◆ **RECORDS FOR THE EXERCISE**

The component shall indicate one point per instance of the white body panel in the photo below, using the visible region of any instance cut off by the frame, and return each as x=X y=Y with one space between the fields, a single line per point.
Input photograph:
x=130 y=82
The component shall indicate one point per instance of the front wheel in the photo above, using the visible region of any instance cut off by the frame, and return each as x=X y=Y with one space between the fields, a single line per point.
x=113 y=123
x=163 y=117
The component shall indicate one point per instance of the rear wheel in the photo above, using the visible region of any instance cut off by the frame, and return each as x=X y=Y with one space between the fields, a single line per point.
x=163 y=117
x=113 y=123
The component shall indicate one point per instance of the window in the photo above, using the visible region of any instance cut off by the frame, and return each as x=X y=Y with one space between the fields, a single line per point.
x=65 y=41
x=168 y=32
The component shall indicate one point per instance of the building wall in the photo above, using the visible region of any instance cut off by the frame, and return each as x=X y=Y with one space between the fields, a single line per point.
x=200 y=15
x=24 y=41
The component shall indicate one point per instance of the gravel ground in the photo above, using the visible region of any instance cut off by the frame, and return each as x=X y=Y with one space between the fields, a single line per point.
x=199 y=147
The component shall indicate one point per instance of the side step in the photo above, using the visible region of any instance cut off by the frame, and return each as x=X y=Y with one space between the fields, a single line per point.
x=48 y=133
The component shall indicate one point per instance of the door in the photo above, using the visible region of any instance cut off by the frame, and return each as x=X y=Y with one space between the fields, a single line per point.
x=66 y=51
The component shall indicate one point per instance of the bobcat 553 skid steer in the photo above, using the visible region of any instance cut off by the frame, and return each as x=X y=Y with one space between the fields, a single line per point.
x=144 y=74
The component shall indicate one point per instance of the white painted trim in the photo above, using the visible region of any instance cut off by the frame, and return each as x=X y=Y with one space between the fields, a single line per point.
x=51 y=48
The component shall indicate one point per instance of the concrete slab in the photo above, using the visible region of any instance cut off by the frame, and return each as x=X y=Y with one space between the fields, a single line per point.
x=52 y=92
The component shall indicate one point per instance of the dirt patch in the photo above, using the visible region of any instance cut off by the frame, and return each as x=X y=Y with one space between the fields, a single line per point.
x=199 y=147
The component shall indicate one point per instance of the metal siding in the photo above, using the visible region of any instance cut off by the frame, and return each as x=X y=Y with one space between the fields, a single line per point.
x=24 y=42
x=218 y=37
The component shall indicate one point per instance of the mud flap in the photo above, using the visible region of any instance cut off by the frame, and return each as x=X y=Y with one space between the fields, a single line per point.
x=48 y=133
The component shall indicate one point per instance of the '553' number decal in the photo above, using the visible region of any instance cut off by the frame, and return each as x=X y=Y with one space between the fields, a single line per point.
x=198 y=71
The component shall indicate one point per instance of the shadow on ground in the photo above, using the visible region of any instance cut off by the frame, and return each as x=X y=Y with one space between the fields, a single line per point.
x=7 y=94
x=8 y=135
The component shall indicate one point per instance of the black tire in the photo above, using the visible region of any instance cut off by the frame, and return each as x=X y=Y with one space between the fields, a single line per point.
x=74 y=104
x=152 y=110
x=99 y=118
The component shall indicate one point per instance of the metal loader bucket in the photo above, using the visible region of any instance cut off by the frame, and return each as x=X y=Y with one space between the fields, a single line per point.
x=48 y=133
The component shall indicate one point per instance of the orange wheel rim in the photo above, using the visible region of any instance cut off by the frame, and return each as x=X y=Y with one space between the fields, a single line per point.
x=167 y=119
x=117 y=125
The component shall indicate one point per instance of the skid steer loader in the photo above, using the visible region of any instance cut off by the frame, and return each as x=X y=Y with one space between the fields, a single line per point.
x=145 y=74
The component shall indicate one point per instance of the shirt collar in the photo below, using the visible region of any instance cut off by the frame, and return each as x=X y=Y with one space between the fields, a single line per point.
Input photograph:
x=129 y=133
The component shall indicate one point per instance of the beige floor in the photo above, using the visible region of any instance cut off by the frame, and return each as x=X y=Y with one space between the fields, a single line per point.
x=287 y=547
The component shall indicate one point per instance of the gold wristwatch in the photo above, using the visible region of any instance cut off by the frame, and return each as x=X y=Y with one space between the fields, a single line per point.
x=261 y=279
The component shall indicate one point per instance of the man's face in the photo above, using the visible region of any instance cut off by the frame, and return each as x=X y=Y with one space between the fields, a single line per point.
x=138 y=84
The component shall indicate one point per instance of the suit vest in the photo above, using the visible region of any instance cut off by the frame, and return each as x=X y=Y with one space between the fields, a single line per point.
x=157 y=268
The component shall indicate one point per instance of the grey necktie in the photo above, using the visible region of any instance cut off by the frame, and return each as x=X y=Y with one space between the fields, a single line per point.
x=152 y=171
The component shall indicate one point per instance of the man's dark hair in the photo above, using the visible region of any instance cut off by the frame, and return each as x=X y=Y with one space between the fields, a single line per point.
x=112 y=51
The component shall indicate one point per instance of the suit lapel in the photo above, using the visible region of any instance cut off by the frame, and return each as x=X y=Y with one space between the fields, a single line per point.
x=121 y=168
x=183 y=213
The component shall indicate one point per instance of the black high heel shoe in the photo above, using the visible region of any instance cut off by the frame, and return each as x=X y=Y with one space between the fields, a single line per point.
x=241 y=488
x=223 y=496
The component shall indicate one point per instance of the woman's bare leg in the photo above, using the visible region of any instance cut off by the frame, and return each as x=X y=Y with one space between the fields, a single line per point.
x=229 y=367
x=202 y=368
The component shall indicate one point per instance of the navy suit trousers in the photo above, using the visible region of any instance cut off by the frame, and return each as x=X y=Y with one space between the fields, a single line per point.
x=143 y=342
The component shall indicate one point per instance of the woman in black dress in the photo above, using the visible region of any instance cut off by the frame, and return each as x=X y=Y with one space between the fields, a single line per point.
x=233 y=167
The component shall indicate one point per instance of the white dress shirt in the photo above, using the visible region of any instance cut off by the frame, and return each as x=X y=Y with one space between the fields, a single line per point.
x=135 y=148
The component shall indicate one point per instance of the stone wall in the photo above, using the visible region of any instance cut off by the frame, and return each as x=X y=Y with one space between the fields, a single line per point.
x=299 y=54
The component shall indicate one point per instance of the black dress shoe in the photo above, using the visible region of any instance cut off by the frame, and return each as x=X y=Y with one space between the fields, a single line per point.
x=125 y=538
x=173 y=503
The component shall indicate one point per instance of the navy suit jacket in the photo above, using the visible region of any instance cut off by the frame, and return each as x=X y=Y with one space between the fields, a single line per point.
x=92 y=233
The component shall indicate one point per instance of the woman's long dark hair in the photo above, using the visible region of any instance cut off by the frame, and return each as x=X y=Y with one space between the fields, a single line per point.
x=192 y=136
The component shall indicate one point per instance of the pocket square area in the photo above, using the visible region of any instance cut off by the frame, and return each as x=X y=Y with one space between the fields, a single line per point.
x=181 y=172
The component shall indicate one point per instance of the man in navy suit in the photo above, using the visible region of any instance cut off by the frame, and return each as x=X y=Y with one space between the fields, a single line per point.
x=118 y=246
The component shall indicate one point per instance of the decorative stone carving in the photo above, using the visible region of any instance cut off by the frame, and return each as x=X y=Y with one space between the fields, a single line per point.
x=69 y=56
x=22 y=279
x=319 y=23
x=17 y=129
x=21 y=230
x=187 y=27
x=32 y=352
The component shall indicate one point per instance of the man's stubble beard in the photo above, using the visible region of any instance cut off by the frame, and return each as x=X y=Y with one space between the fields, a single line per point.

◆ **WHAT YOU SHOULD DO**
Ascertain the number of lines in the entries that include the word "below", and report only that number.

◆ **EXERCISE RESPONSE**
2